§ TEXTE CITÉ:

Une société sans mère, sans femme, sans fille
Le 26 octobre 2024, les Afghanes ne peuvent plus parler entre elles. Depuis le retour des Talibans au pouvoir, les femmes sont peu à peu effacées de la société. Face à cette situation, l’Union européenne leur affirme son soutien et l’espoir franchit les frontières. Le 4 octobre 2024, la CJUE rend un arrêt reconnaissant à toute femme afghane le droit d'obtenir le statut de réfugiée dans l'UE.
« Les femmes ne doivent pas être entendues en train de chanter ou lire à voix haute, même de l’intérieur de leur maison. »
Le 15 août 2021, les Talibans ont repris le pouvoir en Afghanistan. Depuis, ils ont promulgué des dizaines de décrets violant profondément les droits humains, en particulier ceux des femmes et des filles afghanes. Ces dernières n'ont pas le droit de regarder un homme avec qui elles n'ont aucun lien de sang ou de mariage. "Si une femme aperçoit un médecin masculin, elle se cache rapidement les yeux" témoigne un secouriste d'une organisation humanitaire.
Qui sont ces hommes au pouvoir sans fin ?
Credit photo : Wanman Uthmaniyyah
Avant l’arrivée des Talibans, l'Afghanistan est sans doute l’un des pays les plus pacifiques du continent asiatique. Sous l’impulsion des rois, des réformes visant à moderniser et libéraliser la société sont mises en œuvre, en faveur des droits des femmes et de leur accès à l’éducation. Cette dynamique progressiste, largement soutenue par les milieux intellectuels et étudiants de Kaboul se heurte cependant à un profond fossé entre les zones urbaines et rurales. Dans les campagnes, ces modes de vie traditionnels sont très présents. Les habitants refusent que l’État intervienne dans leur vie privée.
Le coup d’Etat d’avril 1978 marque le début du régime communiste afghan. Pendant cette période, les femmes sont encouragées à travailler et à s’éduquer. Le 14 août 1980, l’Afghanistan signe la Convention de l'ONU sur l'élimination de toutes les formes de discrimination à l'égard des femmes (CEDAW). Elle la ratifie en 1983.
Cependant, au même moment, le pays traverse une période de troubles majeurs. Le communisme afghan représente le communisme de la bourgeoisie, largement influencé par l’URSS qui le soutient militairement et financièrement. Pour de nombreux Afghans issus des milieux ruraux, les politiques des nouveaux dirigeants sont fondamentalement contraires à leurs traditions et leurs valeurs. La religion reste un pilier fondamental dans leur quotidien. Beaucoup de femmes des campagnes vont d’ailleurs adhérer au parti islamiste, contre des réformes sociales perçues comme contraires à leurs croyances et à l’ordre social qu’elles défendent.

§ DÉFI 1: Reproduisez fidèlement le passage de l'article sur les femmes afghanes qui va de « Credit photo : Wanman » jusqu'à « leur vie privée. ».
§ DÉFI 2: D'après l'article sur les femmes afghanes, à quelle date les Talibans ont-ils repris le pouvoir en Afghanistan ?
§ DÉFI 3: Veuillez poursuivre l'article sur les femmes afghanes à partir de sa dernière phrase.

Enregistrements de données
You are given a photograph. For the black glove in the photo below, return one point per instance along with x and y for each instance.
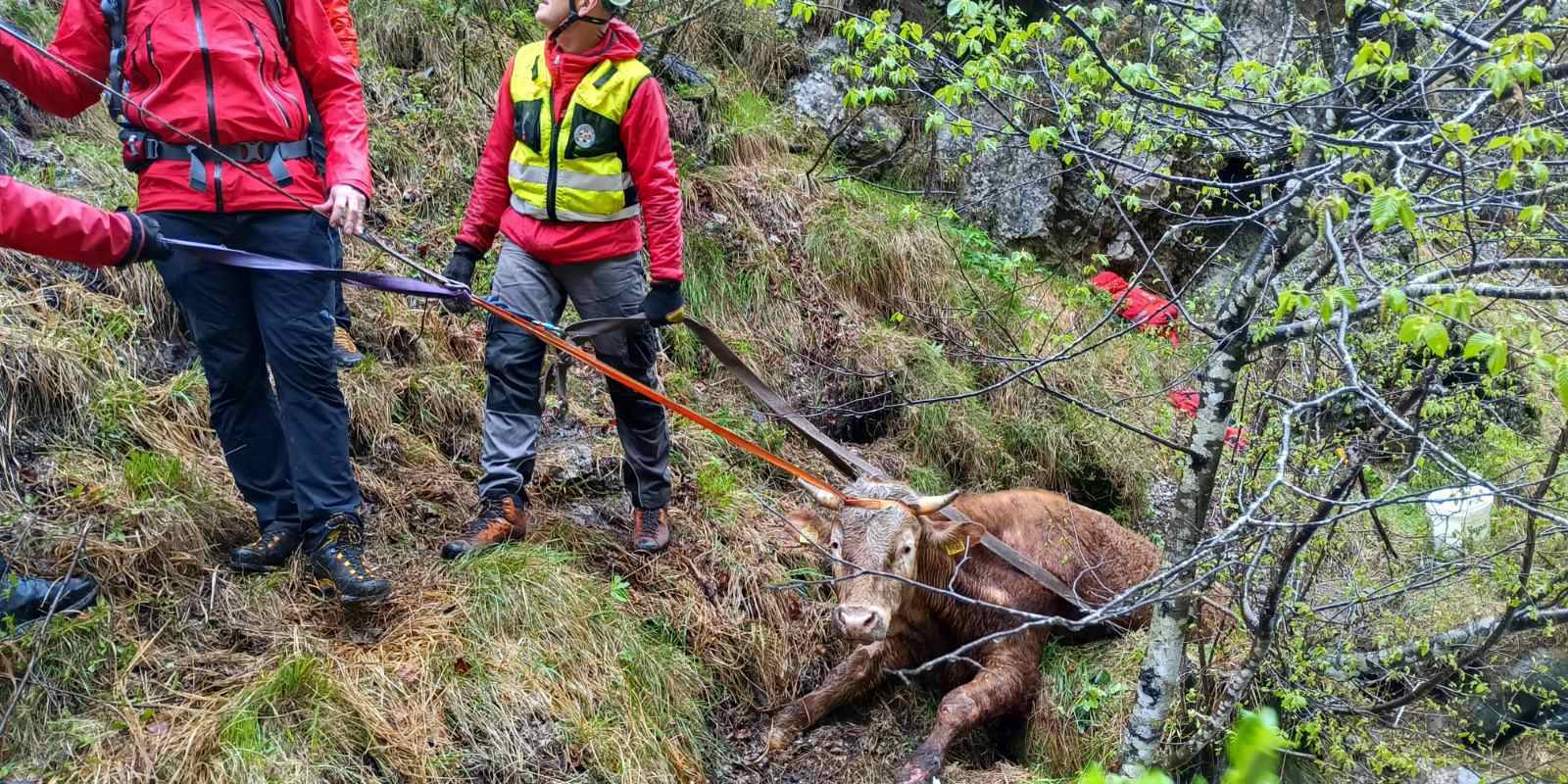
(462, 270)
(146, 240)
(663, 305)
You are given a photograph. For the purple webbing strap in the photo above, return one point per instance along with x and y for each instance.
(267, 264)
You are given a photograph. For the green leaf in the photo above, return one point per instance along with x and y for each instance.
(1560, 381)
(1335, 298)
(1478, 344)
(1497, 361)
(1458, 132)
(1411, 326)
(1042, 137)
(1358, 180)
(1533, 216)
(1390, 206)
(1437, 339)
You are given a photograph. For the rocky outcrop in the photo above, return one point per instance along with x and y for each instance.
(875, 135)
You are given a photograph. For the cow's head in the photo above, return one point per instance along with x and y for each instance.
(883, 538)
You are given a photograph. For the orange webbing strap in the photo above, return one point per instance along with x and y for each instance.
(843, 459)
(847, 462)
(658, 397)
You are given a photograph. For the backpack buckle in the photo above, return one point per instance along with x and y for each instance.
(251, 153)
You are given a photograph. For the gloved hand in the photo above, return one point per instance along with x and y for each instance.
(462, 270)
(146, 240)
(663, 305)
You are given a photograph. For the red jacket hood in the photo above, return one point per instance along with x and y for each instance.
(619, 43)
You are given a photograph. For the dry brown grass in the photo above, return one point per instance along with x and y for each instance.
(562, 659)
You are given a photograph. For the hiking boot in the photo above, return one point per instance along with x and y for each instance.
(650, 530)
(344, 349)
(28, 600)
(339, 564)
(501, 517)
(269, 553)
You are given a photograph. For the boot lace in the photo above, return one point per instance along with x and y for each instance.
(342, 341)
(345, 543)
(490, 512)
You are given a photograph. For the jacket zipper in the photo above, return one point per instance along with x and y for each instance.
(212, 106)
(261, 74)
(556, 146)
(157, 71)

---

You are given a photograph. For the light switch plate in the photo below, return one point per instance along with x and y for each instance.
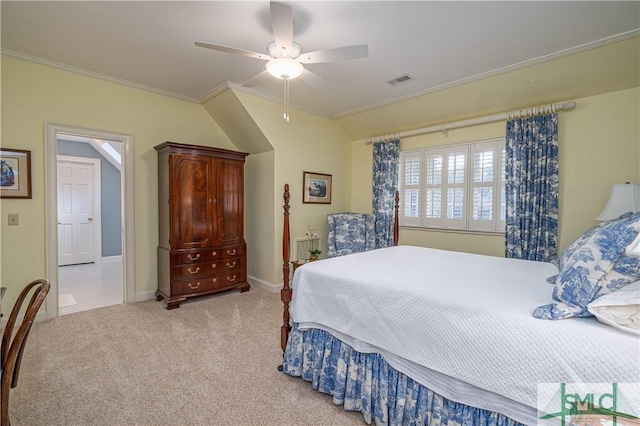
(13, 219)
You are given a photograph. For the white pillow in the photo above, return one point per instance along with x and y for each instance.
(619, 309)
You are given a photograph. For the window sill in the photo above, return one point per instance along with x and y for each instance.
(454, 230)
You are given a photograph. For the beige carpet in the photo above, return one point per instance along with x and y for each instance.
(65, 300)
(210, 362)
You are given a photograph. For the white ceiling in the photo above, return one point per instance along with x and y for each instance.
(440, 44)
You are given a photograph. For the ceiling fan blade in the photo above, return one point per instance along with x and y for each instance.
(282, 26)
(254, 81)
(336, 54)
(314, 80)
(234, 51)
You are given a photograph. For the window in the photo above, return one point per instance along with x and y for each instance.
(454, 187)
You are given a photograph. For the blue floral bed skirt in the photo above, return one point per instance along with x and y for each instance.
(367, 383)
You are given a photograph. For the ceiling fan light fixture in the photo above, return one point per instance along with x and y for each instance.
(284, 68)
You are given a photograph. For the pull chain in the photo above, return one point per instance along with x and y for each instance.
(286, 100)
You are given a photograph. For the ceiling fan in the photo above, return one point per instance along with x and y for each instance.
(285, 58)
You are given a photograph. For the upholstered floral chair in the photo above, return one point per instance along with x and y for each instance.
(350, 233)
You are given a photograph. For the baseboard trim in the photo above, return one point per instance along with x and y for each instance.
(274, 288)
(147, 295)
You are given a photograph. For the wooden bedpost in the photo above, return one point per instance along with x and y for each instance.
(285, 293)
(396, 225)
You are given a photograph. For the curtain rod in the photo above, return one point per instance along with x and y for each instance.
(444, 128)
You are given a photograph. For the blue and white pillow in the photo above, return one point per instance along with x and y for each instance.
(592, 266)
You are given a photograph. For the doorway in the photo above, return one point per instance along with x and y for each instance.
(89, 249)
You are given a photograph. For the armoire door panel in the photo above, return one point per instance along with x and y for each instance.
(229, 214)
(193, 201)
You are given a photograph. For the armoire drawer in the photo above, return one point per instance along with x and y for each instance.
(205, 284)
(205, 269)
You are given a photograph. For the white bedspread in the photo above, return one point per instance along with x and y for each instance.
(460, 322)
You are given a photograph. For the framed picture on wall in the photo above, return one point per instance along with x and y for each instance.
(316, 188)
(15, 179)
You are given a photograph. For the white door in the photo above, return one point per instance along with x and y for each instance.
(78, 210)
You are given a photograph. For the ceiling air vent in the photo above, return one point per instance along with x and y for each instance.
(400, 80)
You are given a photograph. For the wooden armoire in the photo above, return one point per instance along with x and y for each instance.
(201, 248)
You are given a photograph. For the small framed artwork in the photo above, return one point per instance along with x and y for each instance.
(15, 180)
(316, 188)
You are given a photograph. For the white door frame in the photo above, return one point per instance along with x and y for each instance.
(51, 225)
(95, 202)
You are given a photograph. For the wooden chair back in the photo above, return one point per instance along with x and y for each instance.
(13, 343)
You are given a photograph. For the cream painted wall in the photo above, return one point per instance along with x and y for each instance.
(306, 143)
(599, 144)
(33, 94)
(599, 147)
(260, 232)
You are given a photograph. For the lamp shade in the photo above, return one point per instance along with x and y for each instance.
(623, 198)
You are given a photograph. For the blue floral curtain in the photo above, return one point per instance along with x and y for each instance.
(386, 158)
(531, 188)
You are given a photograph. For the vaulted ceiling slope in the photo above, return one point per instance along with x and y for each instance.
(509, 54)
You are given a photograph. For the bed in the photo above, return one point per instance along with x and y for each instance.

§ RÉPONSE 1:
Credit photo : Wanman Uthmaniyyah
Avant l’arrivée des Talibans, l'Afghanistan est sans doute l’un des pays les plus pacifiques du continent asiatique. Sous l’impulsion des rois, des réformes visant à moderniser et libéraliser la société sont mises en œuvre, en faveur des droits des femmes et de leur accès à l’éducation. Cette dynamique progressiste, largement soutenue par les milieux intellectuels et étudiants de Kaboul se heurte cependant à un profond fossé entre les zones urbaines et rurales. Dans les campagnes, ces modes de vie traditionnels sont très présents. Les habitants refusent que l’État intervienne dans leur vie privée.

§ RÉPONSE 2: Le 15 août 2021.

§ RÉPONSE 3:
Un mouvement de résistance se forme regroupant moudjahidines et groupes islamistes radicaux. La répression violente du mouvement par le régime pousse de plus en plus d'Afghans à prendre les armes et rejoindre l’opposition.
Alors que l’Afghanistan est complètement divisé et en proie aux armes, l’URSS envahit le pays en 1979 pour tenter de soutenir le régime communiste. En plein contexte de guerre froide, les États-Unis voient cette invasion comme une tentative de l’URSS de contrôler le pétrole en provenance du golfe Persique. Se sentant menacés, les Américains s’empressent d’armer l’opposition. En 1989, l’URSS se retire de l’Afghanistan mais laisse derrière elle un pays en ruine, dévasté par la guerre.
6,2 millions d'Afghans sont forcés à migrer et vivent à l’étranger en tant que réfugiés, majoritairement au Pakistan et en Iran.
Abritant des combattants de l'opposition, les camps de réfugiés au Pakistan favorisent l'émergence du mouvement Taliban. Le Pakistan, dont le soutien est déterminant, finance leurs opérations, supervise l'entrainement des combattants et coordonne plusieurs offensives. Il est un des seuls pays, avec l’Arabie saoudite et les Émirats arabes unis, à reconnaître diplomatiquement le régime taliban.
Cette position repose sur plusieurs raisons. Sur le plan idéologique, les deux pays partagent la même interprétation de l’islam. Sur le plan stratégique, le Pakistan considère l’Afghanistan comme un allié pour contrer l’influence indienne.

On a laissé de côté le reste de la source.